### Fragmento seleccionado:
Aquel popular carmelita descalzo, venerado y amado en toda Francia, es «perseguido de ciudad en ciudad por su doble calidad de monje y de alemán». Se dirige a Grenoble, donde antaño sus ardientes palabras conquistaran a las masas, pero es tomado por espía y escapa por poco de la muerte. Finalmente, consigue llegar sano y salvo a Ginebra, donde el obispo le confía el cuidado de un grupo de mujeres y de personas mayores, unas quinientas o seiscientas, que han huido de Francia y que se hallan privadas de toda asistencia religiosa.
Pero el 24 de noviembre de 1870, ante la petición del obispo de Ginebra, parte hacia Berlín y consigue autorización para servir como capellán en Spandau, a 14 km de la capital, donde más de cinco mil prisioneros franceses carecen de ropa, alimento y, sobre todo, de amparo espiritual; muchos están gravemente enfermos… Se gana rápidamente el corazón de aquellos prisioneros; aunque se ocupa especialmente de sus almas que sufren, su caridad se prodiga en aliviar aquellos pobres cuerpos. Consigue hacerles llegar cajas de ropa que les permita resistir el frío de esa glacial Prusia, en la época del más crudo invierno; también consigue complementos indispensables de alimentos. Cada día celebra la Misa y predica ante centenares de soldados. Gracias a su inagotable bondad, muchos acuden a él para confesarse; un mes después de su llegada, 300 soldados han recibido ya la Sagrada Comunión… Pero con semejante ritmo de vida, la salud del padre Agustín María, de por sí tan delicada, se deteriora.

### Consigna A:
Transcriba sin cambios el pasaje del fragmento seleccionado que va desde «Aquel popular carmelita» hasta «toda asistencia religiosa.».
### Consigna B:
Responda con brevedad, según el fragmento sobre el padre Agustín María:
(i) ¿A qué distancia de la capital se encuentra Spandau?
(ii) ¿En qué fecha parte hacia Berlín?
(iii) ¿Cuántos soldados han recibido la Sagrada Comunión un mes después de su llegada?
### Consigna C:
Prosiga el relato sobre el padre Agustín María a partir de la última oración del fragmento.

### Datos proporcionados:
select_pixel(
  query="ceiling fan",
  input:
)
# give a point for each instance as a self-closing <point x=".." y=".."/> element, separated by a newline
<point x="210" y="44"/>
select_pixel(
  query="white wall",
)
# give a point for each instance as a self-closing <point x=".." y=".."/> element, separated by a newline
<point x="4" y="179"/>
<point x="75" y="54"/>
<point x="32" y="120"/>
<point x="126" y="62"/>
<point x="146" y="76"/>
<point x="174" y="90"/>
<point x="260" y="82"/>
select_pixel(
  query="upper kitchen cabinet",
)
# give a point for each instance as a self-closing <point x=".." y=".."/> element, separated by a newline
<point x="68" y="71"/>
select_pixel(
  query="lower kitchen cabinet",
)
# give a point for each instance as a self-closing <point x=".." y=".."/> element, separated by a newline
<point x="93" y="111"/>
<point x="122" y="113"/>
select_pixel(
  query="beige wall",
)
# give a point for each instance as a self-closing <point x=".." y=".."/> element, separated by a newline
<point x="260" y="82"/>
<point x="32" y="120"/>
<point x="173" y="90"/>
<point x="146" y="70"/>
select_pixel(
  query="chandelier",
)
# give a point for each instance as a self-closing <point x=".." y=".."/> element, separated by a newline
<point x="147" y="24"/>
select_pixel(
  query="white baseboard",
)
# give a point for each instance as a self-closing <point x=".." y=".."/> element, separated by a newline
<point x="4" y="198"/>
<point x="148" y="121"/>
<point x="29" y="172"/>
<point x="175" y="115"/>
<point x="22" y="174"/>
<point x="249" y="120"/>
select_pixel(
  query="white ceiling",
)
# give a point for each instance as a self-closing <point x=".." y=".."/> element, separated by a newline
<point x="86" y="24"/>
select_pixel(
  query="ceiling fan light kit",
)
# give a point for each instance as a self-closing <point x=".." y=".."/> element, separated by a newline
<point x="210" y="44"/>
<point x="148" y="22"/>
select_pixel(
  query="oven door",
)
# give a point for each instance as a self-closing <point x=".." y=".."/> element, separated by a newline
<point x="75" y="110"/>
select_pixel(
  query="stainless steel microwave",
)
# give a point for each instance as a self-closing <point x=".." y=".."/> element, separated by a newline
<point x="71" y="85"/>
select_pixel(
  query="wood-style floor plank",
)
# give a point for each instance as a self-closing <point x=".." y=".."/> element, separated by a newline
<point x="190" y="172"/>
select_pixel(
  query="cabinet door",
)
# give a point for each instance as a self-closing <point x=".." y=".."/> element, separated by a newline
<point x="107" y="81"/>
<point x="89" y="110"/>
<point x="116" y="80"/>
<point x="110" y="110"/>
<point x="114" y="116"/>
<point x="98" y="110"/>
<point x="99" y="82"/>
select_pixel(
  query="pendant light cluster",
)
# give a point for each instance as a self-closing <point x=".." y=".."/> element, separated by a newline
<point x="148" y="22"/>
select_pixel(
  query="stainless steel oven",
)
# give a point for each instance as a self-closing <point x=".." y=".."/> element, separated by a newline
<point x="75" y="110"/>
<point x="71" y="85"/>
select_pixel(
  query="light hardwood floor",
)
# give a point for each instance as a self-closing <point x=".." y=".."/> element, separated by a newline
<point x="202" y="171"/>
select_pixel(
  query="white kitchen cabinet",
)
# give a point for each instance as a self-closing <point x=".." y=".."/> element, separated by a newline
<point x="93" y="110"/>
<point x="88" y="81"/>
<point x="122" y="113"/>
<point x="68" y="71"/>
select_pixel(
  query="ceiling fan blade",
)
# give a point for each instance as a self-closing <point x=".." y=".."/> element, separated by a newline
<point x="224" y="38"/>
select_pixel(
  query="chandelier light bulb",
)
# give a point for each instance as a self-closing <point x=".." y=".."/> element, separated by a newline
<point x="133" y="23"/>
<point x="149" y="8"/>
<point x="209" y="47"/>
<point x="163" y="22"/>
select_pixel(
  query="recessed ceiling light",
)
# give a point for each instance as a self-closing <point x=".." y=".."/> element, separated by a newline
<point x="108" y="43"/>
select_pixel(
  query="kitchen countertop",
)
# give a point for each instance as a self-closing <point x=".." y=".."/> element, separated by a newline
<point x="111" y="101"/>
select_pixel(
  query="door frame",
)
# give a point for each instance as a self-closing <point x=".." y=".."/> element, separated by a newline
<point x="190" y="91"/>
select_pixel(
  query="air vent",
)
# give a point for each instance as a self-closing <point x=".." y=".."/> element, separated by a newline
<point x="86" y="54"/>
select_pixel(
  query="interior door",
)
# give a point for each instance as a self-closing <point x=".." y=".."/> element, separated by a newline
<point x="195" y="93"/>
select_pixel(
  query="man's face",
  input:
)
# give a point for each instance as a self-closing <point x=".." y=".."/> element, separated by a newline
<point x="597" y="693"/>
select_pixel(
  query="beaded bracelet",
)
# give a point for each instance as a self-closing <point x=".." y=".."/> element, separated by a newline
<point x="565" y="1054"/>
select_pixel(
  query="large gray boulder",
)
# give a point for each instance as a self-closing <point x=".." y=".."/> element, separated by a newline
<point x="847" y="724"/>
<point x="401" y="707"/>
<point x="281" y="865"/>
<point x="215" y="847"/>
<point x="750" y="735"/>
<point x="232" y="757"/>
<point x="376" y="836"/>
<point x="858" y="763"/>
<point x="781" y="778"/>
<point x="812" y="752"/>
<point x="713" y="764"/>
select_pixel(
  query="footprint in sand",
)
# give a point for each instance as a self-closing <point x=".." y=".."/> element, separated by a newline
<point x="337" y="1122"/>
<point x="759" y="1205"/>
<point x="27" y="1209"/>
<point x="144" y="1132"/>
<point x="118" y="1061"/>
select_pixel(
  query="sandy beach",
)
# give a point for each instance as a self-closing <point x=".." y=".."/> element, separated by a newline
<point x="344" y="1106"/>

### Respuesta A:
Aquel popular carmelita descalzo, venerado y amado en toda Francia, es «perseguido de ciudad en ciudad por su doble calidad de monje y de alemán». Se dirige a Grenoble, donde antaño sus ardientes palabras conquistaran a las masas, pero es tomado por espía y escapa por poco de la muerte. Finalmente, consigue llegar sano y salvo a Ginebra, donde el obispo le confía el cuidado de un grupo de mujeres y de personas mayores, unas quinientas o seiscientas, que han huido de Francia y que se hallan privadas de toda asistencia religiosa.

### Respuesta B:
(i) A 14 km.
(ii) El 24 de noviembre de 1870.
(iii) 300 soldados.

### Respuesta C:
Un peligro mortal
El 9 de enero de 1871, administra la extremaunción a dos prisioneros afectados de viruela. Cómo no tiene a mano la espátula que sirve para ungir a los agonizantes con el santo óleo, y tratándose de una verdadera urgencia, el padre no duda en administrar las unciones con su propia mano, a pesar del rasguño que tiene en el dedo, y arriesgando así su vida por la salvación eterna de sus dos ovejas. De hecho, contrae la enfermedad. El 15 de enero, al haberse agravado su estado, recibe a su vez los últimos sacramentos, cantando después con voz firme el Te Deum y la Salve, y, finalmente, recita el De profundis. Al día siguiente, cuando le comunican que su fin está próximo, un indecible gozo se refleja en su rostro. Al atardecer del 19 de enero, se confiesa apaciblemente, recibe la Sagrada Comunión y dice: «Ahora, oh Dios mío, deposito mi alma en tus manos». Son sus últimas palabras. Su respiración pausada se prolonga hasta la mañana del día siguiente hacia las 10, momento en que, mientras la religiosa que lo vela canta la Salve a petición suya, expira dulcemente.
El padre Agustín María del Santísimo Sacramento fue el cantor de la Eucaristía. Ojalá podamos imitarlo mediante un ferviente amor hacia Jesús-Víctima, como nos anima el Santo Padre: «La Iglesia y el mundo tienen gran necesidad del culto eucarístico. Jesús nos espera en ese sacramento del Amor. No escatimemos tiempo a la hora de buscarlo en la adoración, en la contemplación llena de fe y predispuesta a reparar los pecados graves y los desórdenes del mundo. ¡Que nunca cese nuestra adoración!» (Juan Pablo II, carta Dominicæ cenæ, del 14 de febrero de 1980.
Por nuestra parte, rezamos al Señor por todas sus intenciones, y especialmente por sus difuntos.